**Prompt**.
What is needed is an exact copy of the data that follows.

**Records supplied**.

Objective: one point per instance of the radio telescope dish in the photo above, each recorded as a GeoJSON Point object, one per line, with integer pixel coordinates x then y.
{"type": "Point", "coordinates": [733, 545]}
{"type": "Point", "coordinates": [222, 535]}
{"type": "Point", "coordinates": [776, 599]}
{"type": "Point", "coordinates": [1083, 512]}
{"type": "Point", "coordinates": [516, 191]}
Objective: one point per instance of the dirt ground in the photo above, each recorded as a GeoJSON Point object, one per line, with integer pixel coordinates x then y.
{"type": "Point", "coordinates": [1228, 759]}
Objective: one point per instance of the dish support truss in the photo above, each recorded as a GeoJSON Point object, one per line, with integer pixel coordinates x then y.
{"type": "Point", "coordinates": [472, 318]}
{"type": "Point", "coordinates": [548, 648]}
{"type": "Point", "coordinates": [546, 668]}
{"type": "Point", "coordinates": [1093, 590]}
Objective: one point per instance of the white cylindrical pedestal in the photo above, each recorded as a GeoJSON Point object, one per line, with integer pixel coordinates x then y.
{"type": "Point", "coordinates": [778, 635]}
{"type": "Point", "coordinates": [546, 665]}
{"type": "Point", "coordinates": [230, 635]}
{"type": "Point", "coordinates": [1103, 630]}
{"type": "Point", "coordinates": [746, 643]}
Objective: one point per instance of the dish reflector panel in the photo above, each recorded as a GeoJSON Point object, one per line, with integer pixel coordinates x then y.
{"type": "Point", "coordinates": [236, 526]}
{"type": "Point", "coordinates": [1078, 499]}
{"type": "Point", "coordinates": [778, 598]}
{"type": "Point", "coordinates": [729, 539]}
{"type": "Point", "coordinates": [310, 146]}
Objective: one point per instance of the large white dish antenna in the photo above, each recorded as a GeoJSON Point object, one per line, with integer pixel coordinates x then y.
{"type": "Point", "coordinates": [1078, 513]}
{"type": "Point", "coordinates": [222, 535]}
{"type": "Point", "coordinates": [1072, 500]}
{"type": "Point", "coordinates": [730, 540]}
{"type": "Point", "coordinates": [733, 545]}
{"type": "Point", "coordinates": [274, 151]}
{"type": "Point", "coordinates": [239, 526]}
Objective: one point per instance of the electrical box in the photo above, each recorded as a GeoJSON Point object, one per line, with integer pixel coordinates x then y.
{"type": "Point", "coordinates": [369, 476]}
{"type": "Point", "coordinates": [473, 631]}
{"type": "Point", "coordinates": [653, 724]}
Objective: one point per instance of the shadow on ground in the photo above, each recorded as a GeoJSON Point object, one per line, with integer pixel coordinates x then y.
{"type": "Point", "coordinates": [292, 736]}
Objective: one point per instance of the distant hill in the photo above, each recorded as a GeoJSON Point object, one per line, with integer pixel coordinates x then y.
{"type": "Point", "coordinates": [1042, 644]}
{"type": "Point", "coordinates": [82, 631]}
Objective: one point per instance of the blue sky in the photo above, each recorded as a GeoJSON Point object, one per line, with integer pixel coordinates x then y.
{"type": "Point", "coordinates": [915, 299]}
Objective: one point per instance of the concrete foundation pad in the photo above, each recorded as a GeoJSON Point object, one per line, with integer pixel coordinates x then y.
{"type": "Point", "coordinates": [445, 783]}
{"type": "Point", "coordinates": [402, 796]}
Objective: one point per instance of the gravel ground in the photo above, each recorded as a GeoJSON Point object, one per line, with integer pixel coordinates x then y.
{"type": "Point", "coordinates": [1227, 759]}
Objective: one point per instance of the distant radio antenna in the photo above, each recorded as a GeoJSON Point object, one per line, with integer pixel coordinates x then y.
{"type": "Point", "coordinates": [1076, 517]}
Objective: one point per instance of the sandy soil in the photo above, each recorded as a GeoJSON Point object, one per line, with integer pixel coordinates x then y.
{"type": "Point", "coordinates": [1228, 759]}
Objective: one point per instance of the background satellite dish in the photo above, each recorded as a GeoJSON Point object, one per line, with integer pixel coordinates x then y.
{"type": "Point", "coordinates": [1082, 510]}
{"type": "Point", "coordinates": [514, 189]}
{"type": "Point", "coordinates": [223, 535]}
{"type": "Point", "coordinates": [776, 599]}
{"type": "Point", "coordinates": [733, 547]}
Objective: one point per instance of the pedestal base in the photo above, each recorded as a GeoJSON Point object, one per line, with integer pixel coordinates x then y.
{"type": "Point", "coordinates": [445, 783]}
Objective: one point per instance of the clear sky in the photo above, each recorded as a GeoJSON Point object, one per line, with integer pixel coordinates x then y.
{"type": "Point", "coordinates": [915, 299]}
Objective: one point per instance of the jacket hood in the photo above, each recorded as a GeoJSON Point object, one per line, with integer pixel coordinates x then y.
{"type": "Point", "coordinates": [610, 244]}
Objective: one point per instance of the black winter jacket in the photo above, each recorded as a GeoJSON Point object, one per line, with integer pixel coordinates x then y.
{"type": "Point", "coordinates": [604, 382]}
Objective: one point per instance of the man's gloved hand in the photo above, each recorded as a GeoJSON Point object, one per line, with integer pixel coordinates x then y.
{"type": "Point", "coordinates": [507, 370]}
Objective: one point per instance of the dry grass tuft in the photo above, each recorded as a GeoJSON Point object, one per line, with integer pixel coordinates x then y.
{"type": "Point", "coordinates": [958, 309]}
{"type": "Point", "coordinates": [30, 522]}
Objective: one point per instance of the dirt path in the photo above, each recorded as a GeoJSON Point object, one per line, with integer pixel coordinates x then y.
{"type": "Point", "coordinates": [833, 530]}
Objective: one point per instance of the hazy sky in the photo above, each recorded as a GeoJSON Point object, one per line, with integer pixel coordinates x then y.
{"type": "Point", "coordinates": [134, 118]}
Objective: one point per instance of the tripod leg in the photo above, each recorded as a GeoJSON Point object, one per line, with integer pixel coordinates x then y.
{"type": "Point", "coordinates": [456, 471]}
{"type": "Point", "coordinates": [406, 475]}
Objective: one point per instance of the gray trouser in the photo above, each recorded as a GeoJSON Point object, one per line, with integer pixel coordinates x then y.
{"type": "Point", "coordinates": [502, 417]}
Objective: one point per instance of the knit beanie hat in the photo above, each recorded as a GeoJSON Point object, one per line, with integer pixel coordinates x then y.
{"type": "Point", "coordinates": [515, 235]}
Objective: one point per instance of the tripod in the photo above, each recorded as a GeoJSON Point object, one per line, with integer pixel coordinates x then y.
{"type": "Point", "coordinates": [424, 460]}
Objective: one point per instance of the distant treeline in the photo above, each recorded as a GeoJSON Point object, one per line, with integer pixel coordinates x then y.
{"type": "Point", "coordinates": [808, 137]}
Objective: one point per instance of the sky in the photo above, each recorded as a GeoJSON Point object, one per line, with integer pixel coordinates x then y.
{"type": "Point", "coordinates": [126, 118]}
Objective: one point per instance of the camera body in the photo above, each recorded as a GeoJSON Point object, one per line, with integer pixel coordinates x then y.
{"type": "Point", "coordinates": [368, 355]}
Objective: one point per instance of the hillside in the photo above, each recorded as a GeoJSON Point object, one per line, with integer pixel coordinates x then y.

**Final answer**.
Objective: one point per instance of the radio telescope dish in the photo above, each recorded as a GeoJSON Point object, one per line, with integer pixel coordinates x then y.
{"type": "Point", "coordinates": [733, 545]}
{"type": "Point", "coordinates": [222, 535]}
{"type": "Point", "coordinates": [776, 599]}
{"type": "Point", "coordinates": [1083, 512]}
{"type": "Point", "coordinates": [516, 191]}
Objective: one point per instance of the dirt ground in the photo above, each recorded as a GeoJSON Point object, one per line, with integer pixel coordinates x then y.
{"type": "Point", "coordinates": [1228, 759]}
Objective: one point per instance of the dish support truss in the photo above, each recorded as a GeoJSON Point object, one per line, with integer pixel coordinates x then y.
{"type": "Point", "coordinates": [472, 318]}
{"type": "Point", "coordinates": [548, 648]}
{"type": "Point", "coordinates": [546, 668]}
{"type": "Point", "coordinates": [1093, 590]}
Objective: one point per instance of the white cylindrical pedestal in the photo above, each recorded as a GeoJSON Point object, one per line, with integer pixel coordinates x then y.
{"type": "Point", "coordinates": [778, 635]}
{"type": "Point", "coordinates": [546, 665]}
{"type": "Point", "coordinates": [230, 635]}
{"type": "Point", "coordinates": [1103, 630]}
{"type": "Point", "coordinates": [746, 643]}
Objective: one point per instance of the dish reflector panel in the photo above, each recorded as a GeoJSON Point object, one per line, with integer pixel coordinates x then y.
{"type": "Point", "coordinates": [236, 526]}
{"type": "Point", "coordinates": [1078, 499]}
{"type": "Point", "coordinates": [778, 598]}
{"type": "Point", "coordinates": [729, 539]}
{"type": "Point", "coordinates": [310, 146]}
Objective: one point per instance of the large white dish antenna in the photo above, each recorded as a GeoJSON Point object, one per line, with integer pixel coordinates x then y.
{"type": "Point", "coordinates": [1078, 513]}
{"type": "Point", "coordinates": [222, 535]}
{"type": "Point", "coordinates": [1072, 500]}
{"type": "Point", "coordinates": [730, 540]}
{"type": "Point", "coordinates": [733, 545]}
{"type": "Point", "coordinates": [274, 151]}
{"type": "Point", "coordinates": [239, 526]}
Objective: one point per instance of the electrical box in the photo above, each recorded as a GeoJSON Point object, one per line, with integer pixel coordinates x then y.
{"type": "Point", "coordinates": [369, 476]}
{"type": "Point", "coordinates": [473, 631]}
{"type": "Point", "coordinates": [653, 724]}
Objective: one point per instance of the shadow on ground in the photo above, each recorded as a GeoJSON Point object, one per line, with integer pixel coordinates x then y.
{"type": "Point", "coordinates": [292, 736]}
Objective: one point per instance of the distant hill in the photo above, each recorded as a GeoJSON Point object, one per line, with integer pixel coordinates x then y.
{"type": "Point", "coordinates": [1042, 644]}
{"type": "Point", "coordinates": [82, 631]}
Objective: one point per instance of the blue sky in the photo above, each recorded as a GeoJSON Point object, one per line, with integer pixel coordinates x then y.
{"type": "Point", "coordinates": [915, 299]}
Objective: one point per instance of the concrete foundation pad in the photo above, each recorded as a GeoJSON Point object, one per line, with integer pixel coordinates x then y.
{"type": "Point", "coordinates": [445, 783]}
{"type": "Point", "coordinates": [402, 796]}
Objective: one point per instance of the gravel ground in the photo above, each recorded as a GeoJSON Point object, one per line, with integer pixel coordinates x then y.
{"type": "Point", "coordinates": [1227, 759]}
Objective: one point per instance of the distant radio antenna in the photo above, each recorded as a GeoJSON Point object, one per line, with integer pixel coordinates x then y.
{"type": "Point", "coordinates": [1076, 517]}
Objective: one point per instance of the sandy soil in the photo above, each recorded as a GeoJSON Point object, one per line, with integer pixel coordinates x then y.
{"type": "Point", "coordinates": [1228, 759]}
Objective: one point per instance of the background satellite dish in the photo above, each recorded as a GeoJSON Point object, one per line, with integer pixel coordinates x then y.
{"type": "Point", "coordinates": [1082, 510]}
{"type": "Point", "coordinates": [514, 189]}
{"type": "Point", "coordinates": [223, 535]}
{"type": "Point", "coordinates": [776, 599]}
{"type": "Point", "coordinates": [733, 547]}
Objective: one point per instance of the pedestal base in the photo above, each recorded as a GeoJSON Point object, one per line, with integer pixel coordinates x then y.
{"type": "Point", "coordinates": [445, 783]}
Objective: one point per instance of the clear sky in the photo above, each recorded as a GeoJSON Point object, one per line, with integer pixel coordinates x then y.
{"type": "Point", "coordinates": [915, 299]}
Objective: one point per instance of the jacket hood in the photo above, each recorded as a GeoJSON Point object, one per line, with integer pixel coordinates x then y.
{"type": "Point", "coordinates": [610, 244]}
Objective: one point per instance of the black winter jacket in the photo above, each recorded as a GeoJSON Point object, one per line, with integer pixel coordinates x then y.
{"type": "Point", "coordinates": [604, 382]}
Objective: one point per instance of the man's gloved hand in the photo above, each recorded as a GeoJSON Point object, one per line, with integer pixel coordinates x then y.
{"type": "Point", "coordinates": [507, 370]}
Objective: one point per instance of the dry grass tuft in the photo above, each recorded as a GeoJSON Point object, one per line, with integer pixel coordinates x then y.
{"type": "Point", "coordinates": [958, 309]}
{"type": "Point", "coordinates": [30, 522]}
Objective: one point per instance of the dirt path in the photo above, each recorded as a GeoJSON Point object, one per line, with integer pixel coordinates x then y.
{"type": "Point", "coordinates": [833, 530]}
Objective: one point per instance of the hazy sky in the photo above, each recorded as a GeoJSON Point object, one per line, with integer pixel coordinates x then y.
{"type": "Point", "coordinates": [134, 118]}
Objective: one point per instance of the tripod leg in the photo above, each recorded as a GeoJSON Point object, one per line, with integer pixel coordinates x then y.
{"type": "Point", "coordinates": [456, 471]}
{"type": "Point", "coordinates": [406, 475]}
Objective: one point per instance of the gray trouser in the photo above, each recorded as a GeoJSON Point object, one per line, with integer pixel coordinates x then y.
{"type": "Point", "coordinates": [502, 417]}
Objective: one point per instance of the knit beanie hat in the photo above, each recorded as a GeoJSON Point object, one per line, with integer pixel coordinates x then y.
{"type": "Point", "coordinates": [515, 235]}
Objective: one point per instance of the tripod in the photo above, each recorded as a GeoJSON Point object, one per line, with integer pixel coordinates x then y.
{"type": "Point", "coordinates": [424, 460]}
Objective: one point per instance of the distant treeline in the photo above, each recorded as a GeoJSON Point object, one per line, with integer pixel coordinates x then y.
{"type": "Point", "coordinates": [808, 137]}
Objective: one point per instance of the sky in the photo above, each recorded as a GeoJSON Point object, one per line, with integer pixel coordinates x then y.
{"type": "Point", "coordinates": [126, 118]}
Objective: one point per instance of the camera body in the photo above, each recorded as a GeoJSON Point object, one per line, with integer pixel coordinates x then y.
{"type": "Point", "coordinates": [368, 355]}
Objective: one point per instance of the hillside in the photo above, each recorded as a GeoJSON Point object, one per line, with integer pixel coordinates x then y.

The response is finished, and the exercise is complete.